Hu−H1:Zu*tan(θ/2)=yu+k:hpic/2 (14)
Therefore, the detection area setting module 32 can calculate the height H1 of the camera 20 from the floor surface based on the formula (15) below.
$\begin{matrix} H 1 = Hu - \frac{2 * (yu + k) * Zu * \tan θ / 2}{hpic} & (15) \end{matrix}$
The process for calculating the height H1 may be performed once, for example, when the video display apparatus 10 is purchased and installed. The detection area setting module 32 can calculate the detection areas ytop and ybtm based on the above formulas (7) and (13) by using the calculated height H1.
In this way, in the second embodiment, the height H1 of the camera 20 from the floor surface is automatically calculated only by inputting the height of the viewer into the video display apparatus 10 by a viewer. Therefore, it is possible to set the detection area more easily.

Third Embodiment

The distance or position of the viewer can be specified by the above first or second embodiment. According to the specified distance or position, various processing can be performed. For example, speech processing can be performed so that surround effect due to the sound generated by the speakers of the video display apparatus can be obtained at the position of the viewer. Alternatively, it is possible to perform video processing so that the video is seen stereoscopically at the position of the viewer for a video display apparatus which can display video stereoscopically. In the third embodiment, the latter will be described in detail.

* **Given problem 1**: Present the rows of labeled boxes below as a Markdown table with the columns No. and Line. Number each line and leave out blank lines.

Records of labeled boxes

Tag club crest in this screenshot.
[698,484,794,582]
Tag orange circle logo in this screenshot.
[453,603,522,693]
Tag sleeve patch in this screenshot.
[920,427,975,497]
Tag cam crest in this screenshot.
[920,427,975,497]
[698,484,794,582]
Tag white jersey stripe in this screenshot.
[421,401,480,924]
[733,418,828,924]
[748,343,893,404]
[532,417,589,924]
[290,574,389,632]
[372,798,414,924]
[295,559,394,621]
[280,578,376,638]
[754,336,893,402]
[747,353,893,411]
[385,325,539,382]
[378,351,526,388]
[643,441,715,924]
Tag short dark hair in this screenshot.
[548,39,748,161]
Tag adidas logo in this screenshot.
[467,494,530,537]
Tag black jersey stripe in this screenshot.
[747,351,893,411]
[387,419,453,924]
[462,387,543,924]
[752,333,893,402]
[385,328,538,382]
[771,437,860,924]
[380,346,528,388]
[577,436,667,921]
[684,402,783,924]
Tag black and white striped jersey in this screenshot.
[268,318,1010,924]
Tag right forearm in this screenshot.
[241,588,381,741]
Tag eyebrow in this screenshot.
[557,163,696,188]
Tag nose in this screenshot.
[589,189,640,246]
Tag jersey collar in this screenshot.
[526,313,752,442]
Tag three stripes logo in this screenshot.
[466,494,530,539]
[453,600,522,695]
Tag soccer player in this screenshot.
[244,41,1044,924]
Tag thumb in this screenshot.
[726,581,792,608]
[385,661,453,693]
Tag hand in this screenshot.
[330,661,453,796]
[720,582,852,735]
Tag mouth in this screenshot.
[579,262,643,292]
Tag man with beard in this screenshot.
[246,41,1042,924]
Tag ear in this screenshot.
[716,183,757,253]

* **Given problem 2**: Write out the entire passage on camera height and viewer position word for word.

* **Worked answer 1**:
| No. | Line |
|---|---|
| 1 | Tag club crest in this screenshot. |
| 2 | [698,484,794,582] |
| 3 | Tag orange circle logo in this screenshot. |
| 4 | [453,603,522,693] |
| 5 | Tag sleeve patch in this screenshot. |
| 6 | [920,427,975,497] |
| 7 | Tag cam crest in this screenshot. |
| 8 | [920,427,975,497] |
| 9 | [698,484,794,582] |
| 10 | Tag white jersey stripe in this screenshot. |
| 11 | [421,401,480,924] |
| 12 | [733,418,828,924] |
| 13 | [748,343,893,404] |
| 14 | [532,417,589,924] |
| 15 | [290,574,389,632] |
| 16 | [372,798,414,924] |
| 17 | [295,559,394,621] |
| 18 | [280,578,376,638] |
| 19 | [754,336,893,402] |
| 20 | [747,353,893,411] |
| 21 | [385,325,539,382] |
| 22 | [378,351,526,388] |
| 23 | [643,441,715,924] |
| 24 | Tag short dark hair in this screenshot. |
| 25 | [548,39,748,161] |
| 26 | Tag adidas logo in this screenshot. |
| 27 | [467,494,530,537] |
| 28 | Tag black jersey stripe in this screenshot. |
| 29 | [747,351,893,411] |
| 30 | [387,419,453,924] |
| 31 | [462,387,543,924] |
| 32 | [752,333,893,402] |
| 33 | [385,328,538,382] |
| 34 | [771,437,860,924] |
| 35 | [380,346,528,388] |
| 36 | [577,436,667,921] |
| 37 | [684,402,783,924] |
| 38 | Tag black and white striped jersey in this screenshot. |
| 39 | [268,318,1010,924] |
| 40 | Tag right forearm in this screenshot. |
| 41 | [241,588,381,741] |
| 42 | Tag eyebrow in this screenshot. |
| 43 | [557,163,696,188] |
| 44 | Tag nose in this screenshot. |
| 45 | [589,189,640,246] |
| 46 | Tag jersey collar in this screenshot. |
| 47 | [526,313,752,442] |
| 48 | Tag three stripes logo in this screenshot. |
| 49 | [466,494,530,539] |
| 50 | [453,600,522,695] |
| 51 | Tag soccer player in this screenshot. |
| 52 | [244,41,1044,924] |
| 53 | Tag thumb in this screenshot. |
| 54 | [726,581,792,608] |
| 55 | [385,661,453,693] |
| 56 | Tag hand in this screenshot. |
| 57 | [330,661,453,796] |
| 58 | [720,582,852,735] |
| 59 | Tag mouth in this screenshot. |
| 60 | [579,262,643,292] |
| 61 | Tag man with beard in this screenshot. |
| 62 | [246,41,1042,924] |
| 63 | Tag ear in this screenshot. |
| 64 | [716,183,757,253] |

* **Worked answer 2**:
Hu−H1:Zu*tan(θ/2)=yu+k:hpic/2 (14)
Therefore, the detection area setting module 32 can calculate the height H1 of the camera 20 from the floor surface based on the formula (15) below.
$\begin{matrix} H 1 = Hu - \frac{2 * (yu + k) * Zu * \tan θ / 2}{hpic} & (15) \end{matrix}$
The process for calculating the height H1 may be performed once, for example, when the video display apparatus 10 is purchased and installed. The detection area setting module 32 can calculate the detection areas ytop and ybtm based on the above formulas (7) and (13) by using the calculated height H1.
In this way, in the second embodiment, the height H1 of the camera 20 from the floor surface is automatically calculated only by inputting the height of the viewer into the video display apparatus 10 by a viewer. Therefore, it is possible to set the detection area more easily.

Third Embodiment

The distance or position of the viewer can be specified by the above first or second embodiment. According to the specified distance or position, various processing can be performed. For example, speech processing can be performed so that surround effect due to the sound generated by the speakers of the video display apparatus can be obtained at the position of the viewer. Alternatively, it is possible to perform video processing so that the video is seen stereoscopically at the position of the viewer for a video display apparatus which can display video stereoscopically. In the third embodiment, the latter will be described in detail.